Goal of the exercise
Write out the full passage on Cenovus and Baytex Energy heavy oil production word for word.

Cenovus (36,000 barrels per day): The middle company in the line-up is Cenovus. The company has two producing properties which between them account for all of the company’s heavy oil assets. One is at Suffield, which produces about 12,000 barrels per day through conventional methods. More interesting is the companies Pelican Lake property, which produces about 24,000 barrels per day using polymer flood.

Baytex Energy (29,000 barrels per day): Number four in the line-up is Baytex, which generates the bulk of its revenue from heavy oil. According to corporate publications, heavy oil accounts for more than 60% of production and more than 70% of oil-equivalent reserves.

In some ways, Baytex is the odd man out in its conventional heavy oil production. Like the other companies, it has important assets in the heavy oil belt along the Alberta/Saskatchewan border – Ardmore/Cold Lake and Lindbergh on the Alberta side; Carruthers, Tangleflags, and Celtic in Saskatchewan. According to company spokesman Brian Ector, “Development in these areas consists of mainly vertical and horizontal cold drilling, as well as waterflooding at Carruthers.”

Data supplied
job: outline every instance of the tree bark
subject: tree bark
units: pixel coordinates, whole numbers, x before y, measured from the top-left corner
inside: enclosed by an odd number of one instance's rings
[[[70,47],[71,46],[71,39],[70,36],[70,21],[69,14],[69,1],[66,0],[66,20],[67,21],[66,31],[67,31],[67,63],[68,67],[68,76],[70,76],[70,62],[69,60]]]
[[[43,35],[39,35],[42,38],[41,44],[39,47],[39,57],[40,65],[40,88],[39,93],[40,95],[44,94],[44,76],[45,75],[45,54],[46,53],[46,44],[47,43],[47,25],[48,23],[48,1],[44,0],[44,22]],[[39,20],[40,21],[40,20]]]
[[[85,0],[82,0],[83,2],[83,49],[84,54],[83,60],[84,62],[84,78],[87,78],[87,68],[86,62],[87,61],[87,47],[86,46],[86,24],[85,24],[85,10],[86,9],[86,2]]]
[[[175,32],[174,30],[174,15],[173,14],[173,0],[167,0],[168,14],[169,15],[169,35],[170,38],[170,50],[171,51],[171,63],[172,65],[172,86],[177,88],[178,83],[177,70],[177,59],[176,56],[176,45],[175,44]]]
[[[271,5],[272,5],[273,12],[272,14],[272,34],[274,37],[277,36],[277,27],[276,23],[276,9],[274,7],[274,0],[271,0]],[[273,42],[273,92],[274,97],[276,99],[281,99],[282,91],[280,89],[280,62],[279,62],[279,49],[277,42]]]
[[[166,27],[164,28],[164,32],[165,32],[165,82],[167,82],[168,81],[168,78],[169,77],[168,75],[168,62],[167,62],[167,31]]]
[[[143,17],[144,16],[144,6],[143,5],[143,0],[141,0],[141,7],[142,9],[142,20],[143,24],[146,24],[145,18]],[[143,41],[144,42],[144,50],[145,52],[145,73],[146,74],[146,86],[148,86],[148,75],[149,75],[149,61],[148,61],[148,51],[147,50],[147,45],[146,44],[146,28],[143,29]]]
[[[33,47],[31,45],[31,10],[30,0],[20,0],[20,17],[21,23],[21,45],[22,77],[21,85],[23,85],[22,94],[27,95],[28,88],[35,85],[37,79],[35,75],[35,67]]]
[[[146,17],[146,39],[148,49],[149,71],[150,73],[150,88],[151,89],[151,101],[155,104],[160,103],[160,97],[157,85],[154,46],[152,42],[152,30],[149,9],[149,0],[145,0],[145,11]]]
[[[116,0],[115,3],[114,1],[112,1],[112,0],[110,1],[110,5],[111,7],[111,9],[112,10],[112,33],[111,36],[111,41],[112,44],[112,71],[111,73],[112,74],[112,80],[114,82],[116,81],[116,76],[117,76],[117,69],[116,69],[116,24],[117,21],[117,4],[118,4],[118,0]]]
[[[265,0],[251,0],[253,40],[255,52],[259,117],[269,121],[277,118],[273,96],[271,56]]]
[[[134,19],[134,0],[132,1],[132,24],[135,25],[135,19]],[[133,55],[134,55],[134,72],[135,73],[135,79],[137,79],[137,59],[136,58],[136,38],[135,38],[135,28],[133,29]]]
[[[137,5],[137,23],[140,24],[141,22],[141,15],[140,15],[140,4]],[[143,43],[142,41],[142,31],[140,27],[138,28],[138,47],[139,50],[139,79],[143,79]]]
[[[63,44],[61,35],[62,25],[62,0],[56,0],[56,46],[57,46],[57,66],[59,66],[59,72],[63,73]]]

Problem solution
Cenovus (36,000 barrels per day): The middle company in the line-up is Cenovus. The company has two producing properties which between them account for all of the company’s heavy oil assets. One is at Suffield, which produces about 12,000 barrels per day through conventional methods. More interesting is the companies Pelican Lake property, which produces about 24,000 barrels per day using polymer flood.

Baytex Energy (29,000 barrels per day): Number four in the line-up is Baytex, which generates the bulk of its revenue from heavy oil. According to corporate publications, heavy oil accounts for more than 60% of production and more than 70% of oil-equivalent reserves.

In some ways, Baytex is the odd man out in its conventional heavy oil production. Like the other companies, it has important assets in the heavy oil belt along the Alberta/Saskatchewan border – Ardmore/Cold Lake and Lindbergh on the Alberta side; Carruthers, Tangleflags, and Celtic in Saskatchewan. According to company spokesman Brian Ector, “Development in these areas consists of mainly vertical and horizontal cold drilling, as well as waterflooding at Carruthers.”